2666 de Roberto Bolaño, 4 : la nécrologie d’un inframonde, par Grégory Mion

Crédits photographiques : Dan Kitwood (Getty Images).

Essdras M. Suarez : EMS Photography.jpg2666 de Roberto Bolaño, 1 : au bord du précipice et du monstre romanesque.




3148159795.jpg2666 de Roberto Bolaño, 2 : du mystère de l’homme à l’intuition de Dieu.




3041142804.jpg2666 de Roberto Bolaño, 3 : hommes sans qualités et femmes sans destin.




«Il y a un principe bon qui a créé l’ordre, la lumière et l’homme et un principe mauvais qui a créé le chaos, les ténèbres et la femme.»
Pythagore.

«Depuis le premier jour de l’année
Nous n’avons pas eu un seul jour de gaieté;
Nous voici muets comme des charognards.»
Jean Amrouche, Chants berbères de Kabylie.

«L’histoire de toute la société jusqu’à nos jours s’est déroulée en antagonismes de classes qui ont pris des formes différentes, selon les époques. Pourtant, quelle qu’ait été la forme de ces antagonismes, un fait est commun à tous les siècles passés : l’exploitation d’une partie de la société par l’autre.»

──────────────────────────────

## CONSIGNE 1
Reprenez mot pour mot le passage du texte sur 2666 qui commence par « Essdras M. Suarez » et se poursuit jusqu'à « femmes sans destin. ».
Le texte sur 2666 et les enregistrements n'ont aucun lien entre eux.

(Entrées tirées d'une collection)
──────────────────────────────

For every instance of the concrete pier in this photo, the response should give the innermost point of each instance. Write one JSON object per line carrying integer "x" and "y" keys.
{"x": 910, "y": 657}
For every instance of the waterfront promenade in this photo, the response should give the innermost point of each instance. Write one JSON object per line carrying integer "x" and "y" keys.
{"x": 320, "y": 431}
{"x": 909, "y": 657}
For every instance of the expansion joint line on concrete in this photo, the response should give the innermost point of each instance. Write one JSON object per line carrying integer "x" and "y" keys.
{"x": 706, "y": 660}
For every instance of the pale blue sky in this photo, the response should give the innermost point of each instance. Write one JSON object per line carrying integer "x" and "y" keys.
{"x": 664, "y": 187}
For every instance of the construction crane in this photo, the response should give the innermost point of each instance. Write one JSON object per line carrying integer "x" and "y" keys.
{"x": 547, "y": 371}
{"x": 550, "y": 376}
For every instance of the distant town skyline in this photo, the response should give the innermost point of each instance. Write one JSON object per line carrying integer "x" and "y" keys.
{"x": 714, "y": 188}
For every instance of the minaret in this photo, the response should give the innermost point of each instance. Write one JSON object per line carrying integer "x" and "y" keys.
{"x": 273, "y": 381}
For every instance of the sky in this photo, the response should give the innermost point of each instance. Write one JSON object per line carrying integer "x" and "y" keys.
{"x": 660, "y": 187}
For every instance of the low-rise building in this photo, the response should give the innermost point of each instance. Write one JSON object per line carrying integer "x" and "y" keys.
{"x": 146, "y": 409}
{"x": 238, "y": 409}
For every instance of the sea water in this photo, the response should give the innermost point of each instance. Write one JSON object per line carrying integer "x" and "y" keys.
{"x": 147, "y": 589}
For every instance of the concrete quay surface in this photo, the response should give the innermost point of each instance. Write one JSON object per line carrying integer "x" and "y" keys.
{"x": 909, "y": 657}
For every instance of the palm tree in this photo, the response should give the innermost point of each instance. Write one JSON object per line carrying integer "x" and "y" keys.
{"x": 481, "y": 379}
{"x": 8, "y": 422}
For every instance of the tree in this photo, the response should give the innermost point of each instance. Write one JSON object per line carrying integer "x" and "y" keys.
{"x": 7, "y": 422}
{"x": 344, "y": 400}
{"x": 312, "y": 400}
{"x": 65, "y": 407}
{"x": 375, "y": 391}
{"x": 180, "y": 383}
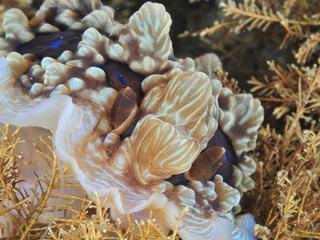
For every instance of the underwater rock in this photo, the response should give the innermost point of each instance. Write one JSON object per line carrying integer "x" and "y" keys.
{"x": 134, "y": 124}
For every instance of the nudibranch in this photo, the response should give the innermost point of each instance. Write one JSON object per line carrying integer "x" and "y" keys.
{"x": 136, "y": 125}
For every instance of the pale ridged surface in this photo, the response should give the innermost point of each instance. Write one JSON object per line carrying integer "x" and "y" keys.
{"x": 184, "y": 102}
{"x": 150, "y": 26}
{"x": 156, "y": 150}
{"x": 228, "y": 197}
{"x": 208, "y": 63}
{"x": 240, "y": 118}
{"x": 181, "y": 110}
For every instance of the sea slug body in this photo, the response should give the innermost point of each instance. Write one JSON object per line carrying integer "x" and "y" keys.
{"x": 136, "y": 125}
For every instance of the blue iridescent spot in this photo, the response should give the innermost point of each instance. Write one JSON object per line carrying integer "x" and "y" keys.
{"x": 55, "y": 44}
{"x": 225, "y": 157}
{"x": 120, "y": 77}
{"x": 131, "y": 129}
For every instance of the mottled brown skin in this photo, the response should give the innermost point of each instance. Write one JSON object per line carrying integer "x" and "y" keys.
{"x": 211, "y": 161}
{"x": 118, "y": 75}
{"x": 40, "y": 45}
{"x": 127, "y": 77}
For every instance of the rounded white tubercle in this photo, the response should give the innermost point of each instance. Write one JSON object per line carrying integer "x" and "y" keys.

──────────────────────────────

## CONSIGNE 2
Présentez en liste numérotée les lignes des enregistrements, de celle qui contient « For every instance of the mottled » jusqu'à la fin des enregistrements, sans les lignes vides.

## RÉPONSE RÉDIGÉE 1
Essdras M. Suarez : EMS Photography.jpg2666 de Roberto Bolaño, 1 : au bord du précipice et du monstre romanesque.




3148159795.jpg2666 de Roberto Bolaño, 2 : du mystère de l’homme à l’intuition de Dieu.




3041142804.jpg2666 de Roberto Bolaño, 3 : hommes sans qualités et femmes sans destin.

## RÉPONSE RÉDIGÉE 2
1. For every instance of the mottled brown skin in this photo, the response should give the innermost point of each instance. Write one JSON object per line carrying integer "x" and "y" keys.
2. {"x": 211, "y": 161}
3. {"x": 118, "y": 75}
4. {"x": 40, "y": 45}
5. {"x": 127, "y": 77}
6. For every instance of the rounded white tubercle in this photo, the response should give the innermost point of each instance. Write one JSON object per line carrying integer "x" and "y" keys.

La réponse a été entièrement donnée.